= Your goal =
Output every entry exactly, without any pictures.

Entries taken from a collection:
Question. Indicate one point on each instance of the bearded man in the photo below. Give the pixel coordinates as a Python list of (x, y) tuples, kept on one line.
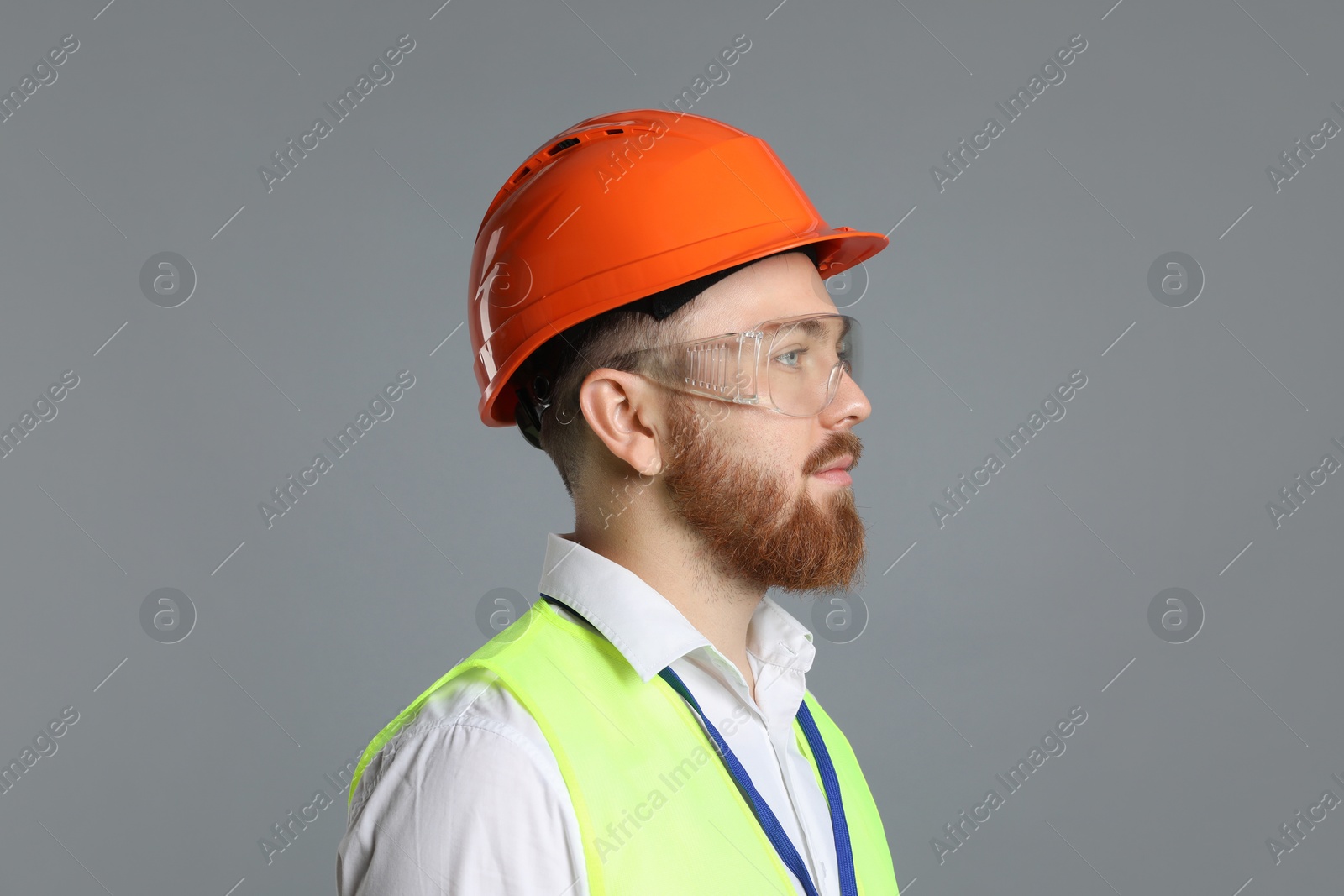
[(667, 338)]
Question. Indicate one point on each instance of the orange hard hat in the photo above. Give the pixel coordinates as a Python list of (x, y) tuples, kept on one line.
[(620, 207)]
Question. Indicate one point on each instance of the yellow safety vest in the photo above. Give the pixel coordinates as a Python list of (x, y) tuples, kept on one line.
[(656, 809)]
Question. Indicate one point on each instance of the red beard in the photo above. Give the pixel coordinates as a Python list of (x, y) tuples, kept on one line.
[(743, 515)]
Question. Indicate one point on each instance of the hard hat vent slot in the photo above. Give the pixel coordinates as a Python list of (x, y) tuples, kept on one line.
[(562, 145)]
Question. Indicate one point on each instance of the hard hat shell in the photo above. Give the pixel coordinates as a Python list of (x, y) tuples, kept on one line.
[(618, 207)]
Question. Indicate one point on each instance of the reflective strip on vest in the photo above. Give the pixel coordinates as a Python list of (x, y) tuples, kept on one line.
[(658, 810)]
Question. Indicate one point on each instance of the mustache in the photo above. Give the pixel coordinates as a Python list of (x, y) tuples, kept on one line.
[(837, 446)]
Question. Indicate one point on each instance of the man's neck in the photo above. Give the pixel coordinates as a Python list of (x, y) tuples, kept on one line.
[(675, 566)]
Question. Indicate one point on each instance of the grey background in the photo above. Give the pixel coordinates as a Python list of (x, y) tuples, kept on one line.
[(1032, 264)]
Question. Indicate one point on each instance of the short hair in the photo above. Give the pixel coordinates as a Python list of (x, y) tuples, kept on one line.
[(551, 376)]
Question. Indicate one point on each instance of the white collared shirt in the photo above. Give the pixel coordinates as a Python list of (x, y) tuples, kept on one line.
[(470, 799)]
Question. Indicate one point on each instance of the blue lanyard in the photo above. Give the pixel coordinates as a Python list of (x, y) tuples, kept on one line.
[(783, 846), (765, 815)]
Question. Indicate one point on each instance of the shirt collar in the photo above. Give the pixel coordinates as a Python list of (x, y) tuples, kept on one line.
[(647, 627)]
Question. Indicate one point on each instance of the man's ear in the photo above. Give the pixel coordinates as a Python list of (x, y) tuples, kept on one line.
[(627, 412)]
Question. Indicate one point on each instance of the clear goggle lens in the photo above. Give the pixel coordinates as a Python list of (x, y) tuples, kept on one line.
[(793, 364)]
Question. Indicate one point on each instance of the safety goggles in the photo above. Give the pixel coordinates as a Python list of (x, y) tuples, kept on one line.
[(792, 365)]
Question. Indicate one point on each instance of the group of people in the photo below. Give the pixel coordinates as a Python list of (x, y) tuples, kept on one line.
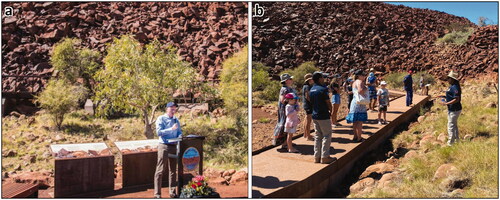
[(321, 102)]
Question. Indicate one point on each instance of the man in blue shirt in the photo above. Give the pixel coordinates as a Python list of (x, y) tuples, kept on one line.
[(453, 101), (321, 109), (408, 85), (167, 127)]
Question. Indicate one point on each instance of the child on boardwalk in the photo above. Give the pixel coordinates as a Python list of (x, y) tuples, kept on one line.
[(383, 102), (292, 119)]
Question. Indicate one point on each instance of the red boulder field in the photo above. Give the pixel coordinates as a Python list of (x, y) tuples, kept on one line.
[(339, 36), (204, 33)]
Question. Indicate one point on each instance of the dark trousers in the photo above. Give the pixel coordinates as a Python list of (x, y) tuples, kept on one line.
[(409, 97), (163, 161)]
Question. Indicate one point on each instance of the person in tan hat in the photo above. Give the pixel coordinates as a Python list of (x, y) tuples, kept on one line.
[(452, 101), (306, 103), (279, 133)]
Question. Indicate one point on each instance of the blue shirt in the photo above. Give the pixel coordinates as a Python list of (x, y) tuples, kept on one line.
[(453, 93), (319, 102), (408, 82), (306, 104), (164, 128)]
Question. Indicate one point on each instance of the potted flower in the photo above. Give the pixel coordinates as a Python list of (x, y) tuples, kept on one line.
[(198, 188)]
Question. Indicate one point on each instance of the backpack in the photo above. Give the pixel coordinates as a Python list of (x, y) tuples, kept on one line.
[(371, 79)]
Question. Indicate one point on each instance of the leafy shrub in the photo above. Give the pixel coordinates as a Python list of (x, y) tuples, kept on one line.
[(229, 143), (139, 79), (456, 37), (58, 98), (299, 72), (271, 92), (395, 80)]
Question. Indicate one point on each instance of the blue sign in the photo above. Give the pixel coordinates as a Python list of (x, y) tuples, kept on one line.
[(190, 159)]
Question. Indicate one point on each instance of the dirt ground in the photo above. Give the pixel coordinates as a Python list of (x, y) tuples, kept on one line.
[(236, 190)]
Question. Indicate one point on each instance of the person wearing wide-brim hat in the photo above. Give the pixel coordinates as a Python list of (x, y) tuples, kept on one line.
[(287, 84), (408, 86), (357, 112), (453, 101), (168, 128), (306, 104)]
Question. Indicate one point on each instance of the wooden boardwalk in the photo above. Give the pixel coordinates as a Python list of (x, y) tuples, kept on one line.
[(281, 174)]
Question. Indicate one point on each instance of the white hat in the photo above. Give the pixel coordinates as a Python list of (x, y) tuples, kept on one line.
[(453, 75)]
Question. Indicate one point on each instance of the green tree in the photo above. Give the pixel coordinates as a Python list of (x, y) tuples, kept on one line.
[(74, 61), (234, 81), (260, 76), (136, 79), (58, 98), (234, 93), (299, 72)]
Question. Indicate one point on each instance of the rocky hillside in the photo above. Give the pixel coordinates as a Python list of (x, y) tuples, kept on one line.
[(339, 36), (204, 33)]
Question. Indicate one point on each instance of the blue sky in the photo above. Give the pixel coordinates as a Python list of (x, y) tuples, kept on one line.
[(469, 10)]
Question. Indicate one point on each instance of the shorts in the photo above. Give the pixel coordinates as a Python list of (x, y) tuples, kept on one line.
[(291, 130), (336, 99), (308, 111)]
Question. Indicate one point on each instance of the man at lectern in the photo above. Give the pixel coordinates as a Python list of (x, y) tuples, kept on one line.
[(167, 127)]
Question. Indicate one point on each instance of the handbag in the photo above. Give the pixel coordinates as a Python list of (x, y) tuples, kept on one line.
[(363, 99)]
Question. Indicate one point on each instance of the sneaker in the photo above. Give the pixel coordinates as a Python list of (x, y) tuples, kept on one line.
[(328, 160), (293, 151)]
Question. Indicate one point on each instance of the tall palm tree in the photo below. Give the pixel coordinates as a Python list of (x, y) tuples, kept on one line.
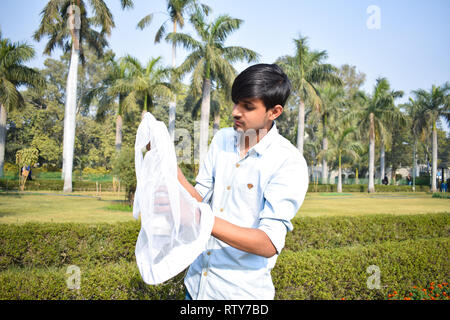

= Exercise output =
Question. Indicate one point on each instance of the bearded man in the photo below. Give the pixel coordinates as a Python list of (x, y) tuples, kept on one line.
[(667, 338)]
Question. Indicate one point on each instance of the orange hard hat in the photo above. Give the pixel coordinates as a Python list of (x, y) tuples, kept on one line.
[(620, 207)]
Question. Indicate one point on each instance of the yellow safety vest in the photo above. Give the pixel coordinates as a Python list of (x, y) tuples, kept on one line.
[(656, 809)]
Question. Indicate one point on each instance of the red beard in the photo above. Give the pixel coordinates as a Python list of (x, y) tuples, kept on one line.
[(743, 515)]
Question. Indicate one point on each instance of the hard hat vent slot in the photo above. Give the pixel coordinates as a Python list of (x, y) tuples, kept on one line.
[(562, 145)]
Question. Indicate one point on each instance of the hard hat shell in the photo above. Give the pixel coordinates as a Python list of (x, y) tuples, kept on one line.
[(618, 207)]
Question. Indicate one point on each instance of the reflective strip on vest in the photo above. Give the pixel coordinates as a Python list of (x, y) tuples, kept on one line.
[(658, 810)]
Question. Indicate one point on each instance of the mustache in the photo above. Give the pixel coordinates as a Python list of (x, y) tuples, kept on one line.
[(837, 446)]
Question. Indicate one point on each instance of the man's neck in the photo above. Give the pixel coordinates as a Python list of (x, y) tuples, kept on one line.
[(675, 566)]
Question. Indicate one point on each instance of the grey background in the photo above. Give the pixel coordinates as a Python list of (x, y) tuples, kept on one line.
[(1032, 264)]
Question. Indicate one point on each instance of the short hair in the photo above. Give the pixel coordinates as a Python list of (x, y) tuples, kept on one line.
[(551, 376)]
Question. Indicate one point on each instance of the white collared shirt in the photo above. Give the pixel coordinates as a Python list of (x, y) tuples, kept on one line.
[(470, 799)]
Question. Indicate one point on each instance of the blue lanyard in the photo above. Give the pixel coordinates as a Python list of (x, y) tuples, kept on one line.
[(783, 846), (765, 815)]
Question. Indicate one point on each instance of the shirt collar in the photo above. Give the pixel coordinates as a Python list of (x, y) tuples, kept on one line.
[(647, 627)]
Question. Indicate one point on each instance of the man's ear in the photo above. Give the pixel coordinates as a Python list of (x, y) tuples, kept on one line.
[(627, 412)]
Question. Indicate one point on each instance of the clear goggle lens in the photo above. Give the pixel coordinates as a Python list of (x, y) tuples, kept on one line.
[(793, 364)]
Question. Indicate one point on each instance of the safety goggles in the photo above. Give the pixel coordinates as a Python list of (x, y) tuples, kept on one line.
[(792, 365)]
Question. Indicate one point on each instance of the group of people in the photo below. Give the pixel coordinates as a Python list of (x, y) tuples, kept on one line.
[(321, 102)]
Question. Indicate one point on each instance of the man in blue shirt in the photo above. Give the pixel coordinates as a Python list of (x, y) tuples, kept on one line.
[(453, 101), (321, 109), (408, 85), (167, 127)]
Question. Indicate one point on each instance of the child on boardwalk in the photo above. Give the pixel coordinates as a Python list of (x, y) tuples, kept on one line.
[(383, 102), (292, 119)]
Question. Indicate one point on each instance of the red boulder field in the photo above. Give the pixel coordinates as a Python list of (x, y) tuples, kept on one line.
[(339, 36), (204, 33)]
Question. Indicate one point on each instance of the dark trousers in the photo above. Give the pixel coordinates as a Python list of (x, y) tuples, kept on one line.
[(409, 97), (163, 161)]
Question. Indicate one point on each instance of the person in tan hat in the photo above. Give the pixel coordinates as a Python list of (x, y) tuples, kept on one line.
[(452, 101), (306, 103), (279, 133)]
Question. Indicate one point on each instance of the blue shirt in the photo above. Give the pixel coordinates as a Python list of (x, y) tuples, kept on one line.
[(453, 93), (319, 102), (408, 82), (306, 104), (164, 128)]
Question. Indicate one point on each instance of the potted flower in the photo above. Give the pixel coordinates as a Python list of (x, y) tuples, kept on one line.
[(198, 188)]
Question. Indicate one point on each instance of the backpack in the photo above. Give the pixel coordinates as a Python list of (x, y) tuples, kept on one line.
[(371, 79)]
Question. Indicate one point on each instance of the leafy shrub in the photo above. Give the pixel coordinates as a Python list of (x, y) tuples, kept on one line.
[(229, 143), (139, 79), (456, 37), (58, 98), (299, 72), (271, 92), (395, 80)]
Question. Indicate one point on each instance of the blue sign in the photo above. Give the pixel coordinates as a Python list of (x, y) tuples, kept on one line.
[(190, 159)]
Question. Indicate one point on each instance of the dirt ground in the photo above. Give the pixel coordinates as a Python list of (x, y) tuples, kept on one line.
[(236, 190)]
Question. Indicate one point on each instance of the person wearing wide-brim hat in the photo above. Give the pixel coordinates as a Python list of (x, y) tuples, kept on one line.
[(287, 84), (408, 86), (357, 112), (453, 101), (168, 128), (306, 104)]
Question. Indicate one point on each instance of the wooden boardwalk in the photo above. Give the pixel coordinates as a Python list of (x, y) tuples, kept on one line.
[(281, 174)]
Question. Indicate one point on each instance of the white hat in the photo above. Give the pixel coordinates as a Python list of (x, y) tuples, kept on one line.
[(453, 75)]
Question. Indicate one point on each instance of the green tree in the photo above. Give the pixel coordinates as a Python list of (x, y) tuples, kept on one line.
[(74, 61), (234, 81), (260, 76), (136, 79), (58, 98), (234, 93), (299, 72)]
Question. Indicate one point on each instance of the rocky hillside in the photo above. Give the pixel coordinates as a Python list of (x, y) tuples, kept on one line.
[(339, 36), (204, 33)]
Question. Indicate one point on each instance of the blue sky in the photo above. Give the pixel coordinates as a Python list of (x, y) tuples, kept on one line.
[(469, 10)]
Question. Indicate one point on each instance of the shorts in the photo above. Give the pixel coordinates as a Python list of (x, y) tuples, kept on one line.
[(291, 130), (336, 99), (308, 111)]
Question. Indicate one point on each instance of the man at lectern in the photo above. Give the pixel coordinates as a Python list of (x, y) tuples, kept on one line.
[(167, 127)]
Question. Indicate one point on each instance of the handbag in the photo above. Give the pixel coordinates as a Python list of (x, y) tuples, kept on one line.
[(363, 99)]
Question. Indicate one point on each instance of the sneaker in the photo above. Give the pixel coordinates as a Python list of (x, y) tuples, kept on one line.
[(328, 160), (293, 151)]
Question. Indicate one point on each instance of the tall palm tree in the photo below. Give the pixel coordinates as a Python list of (x, y) tuples, kept on one line.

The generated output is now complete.